▶ **EXCERPT TO READ**
"""
When You’re Numb and You Know It
Authors Amy Elizabeth Fox and Nikki Trott on why your business may not survive you
By Marc Cinanni
The biggest threat to your business isn’t the market, it isn’t your competition. It isn’t even AI. It’s you.
The saddest thing I ever saw (and the most instructive) was a retirement party at a large intergovernmental organization. A director of IT, thirty years of service, twelve of us standing between library shelves eating cake off paper plates. Nobody wanted to be there. He probably didn’t either. It felt like a funeral for a ghost, someone who’d shown up every day for three decades and disappeared during the process.
I know that disappearing feeling.
Early in my career I was introduced to the Canadian ambassador at a function hosted by the same kind of organization. We stood in a circle while he made the rounds, shaking hands. He shook mine and looked straight through me like I was transparent. I remember thinking:
Is that what this place does to you? Or is that what you have to become to survive it?
That’s what prolonged numbness looks like, at the beginning of the road and at the end of it. Most of us are somewhere in between, reaching for tools that were never designed for this kind of problem.
Two voices speaking at the upcoming World Beautiful Business Forum in Athens have each been working, in their own way, to name what that human problem is. Nikki Trott, author of Sacred Business, has built a philosophy, and a practice, around the idea that business was never supposed to be separated from life. Amy Elizabeth Fox, author (with Nicholas Janni) of Leading in Chaos, has spent decades helping leaders navigate the growing gap between how we have been taught to lead and what the moment we are living actually demands.
They arrived at these ideas from different angles. But what emerges from my conversations with both of them is uncomfortably coherent: we severed the connection between how we work and who we are. And got rewarded for it.
Below is a weaving of my conversations with both authors, conducted separately ahead of their appearances at this year's World Beautiful Business Forum next week in Athens.
Conference room full of five-year-olds
This is Nikki’s favorite question: “If your business didn’t exist, would people on the planet be better or worse off?” Sit with that.
She traces our disconnection to something foundational. “Business came from humans coming together in communities,” she says, “serving each other and solving problems, sharing their gifts.”
And then we stopped. “That relationship was severed and broken. It became about extraction for short-term gain for the individual, instead of long-term flourishing for the collective.”
And we feel it. There’s a pressure on us that we’ve grown to ignore. An unspoken agreement to hang our personalities at the door whenever we walk into a place of work. I remember my first office experiences as a twentysomething intern. Doors closed, shades drawn, cubicles arranged in a maze that seemed designed to disorient us. To make us forget who we are and why we were there.
“It has been understood as normal, or even required, to leave your morality, your values, your deepest innermost passions aside, to put on a uniform and go into a workplace and perform a role which may not be fulfilling or aligned for you.”
"""
▶ **GIVEN INFORMATION**
"""
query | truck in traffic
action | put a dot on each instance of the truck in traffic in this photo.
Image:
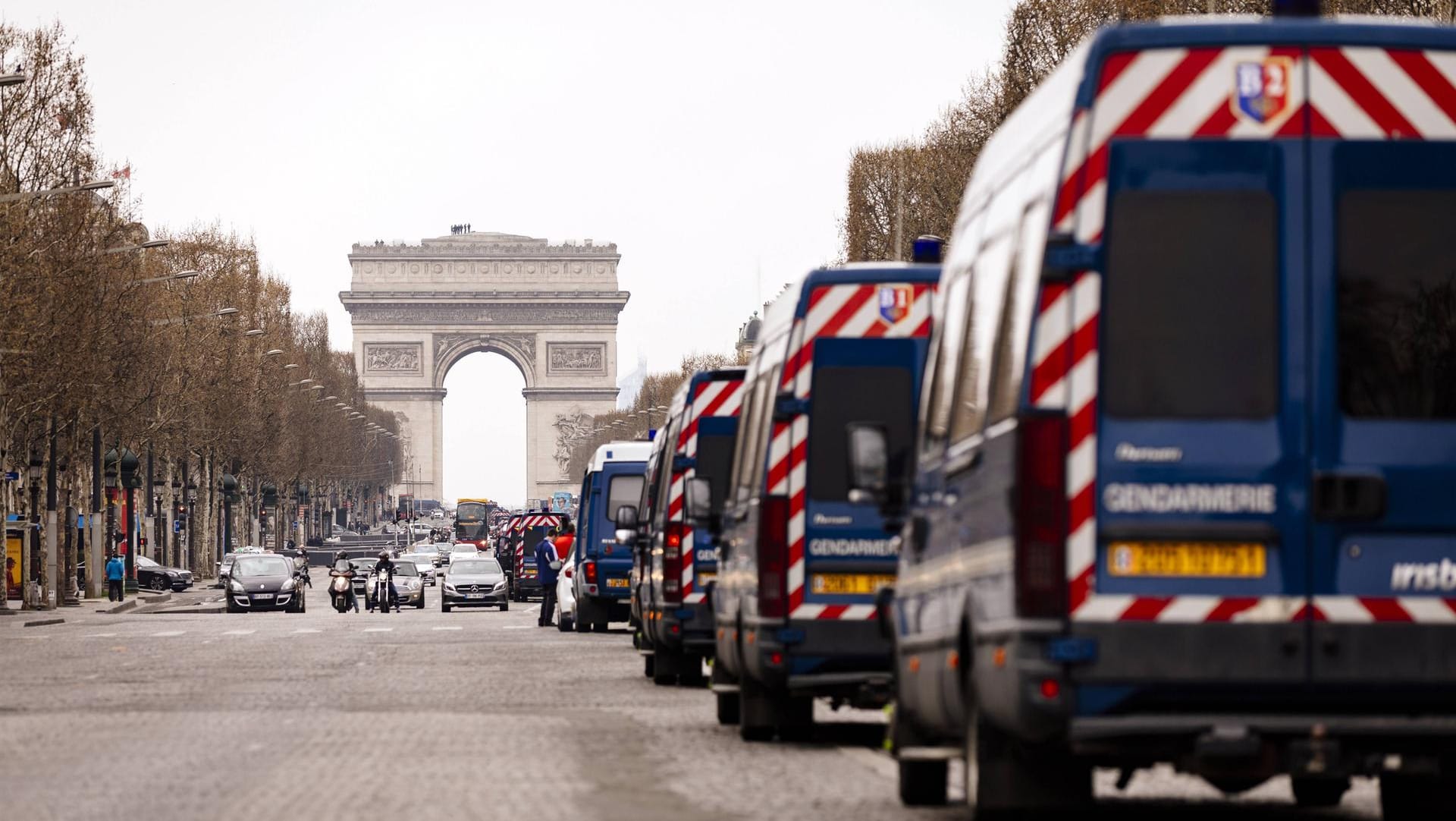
(1183, 466)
"""
▶ **WHAT TO WORK ON**
Please write the next part of the article on numbness at work, picking up after its last sentence. The listing plays no part in this work.

▶ **EXERCISE OUTPUT**
And disoriented people are easy to direct. Looking back, the maze wasn’t some design flaw. It was the design.
Most of us have inherited a definition of success that was never ours to begin with. “Otherwise,” Nikki says, “you could just run on a hamster wheel for decades, working to someone else’s idea of success.” She pauses. “I’ve done that for ten years, by the way.”
She has. The full story comes later. For now: she left.
For Amy, the disconnection shows up most visibly under pressure:
“Most businesses have put a huge primacy on intellectual capacity, and they cultivate leaders who are cut off from the neck up, operate from the neck up, perceive from the neck up, and decide from the neck up.”
This works, more or less, until the world stops cooperating. Now it’s sped up, multiplied the stimuli that surround us, and somewhere along the way demands stopped arriving one at a time. There’s a certain nostalgia in thinking about generations that knew what order felt like.
“The picture of the world that we have day to day is starting to move like a kaleidoscope, with such fast, furious adaptive demand that we are all in a state of heartbreak and overwhelm. Our frontal cortex—our problem-solving, even our imaginative function—shuts down, we move into a fearful and regressive state and our view gets myopic, rigid and self-protective. We are making decisions with a conference room full of five-year-olds.”
Anesthetic or aesthetic?
For Nikki, the blind spot is institutional:
“I think we’ve relied so heavily on the thinking in the brain that we’ve forgotten to listen to the cues of our body and intuition.”
She’s watched this in boardrooms, where intuition is tragically suppressed. But then it’s used anyway, where we dress it up as data. She calls this “root engineering,” or building a rational case around a feeling we had anyway. To put this into practice, three years ago she set herself the challenge of making every business decision through her body first.
“A few months in, I was like, ‘This is just so obvious. I can’t believe I ever thought that it would make sense to do things against what my body is telling me in business, but not in other areas of my life. Why would business be different?’”
What she found on the other side she describes as a kind of magnetic pull. “The more I allow myself to follow and surrender to what’s pulling me energetically from the universe, the more I go into the slipstream that I’m meant to be in.” The world pulls, you follow. That’s the whole strategy.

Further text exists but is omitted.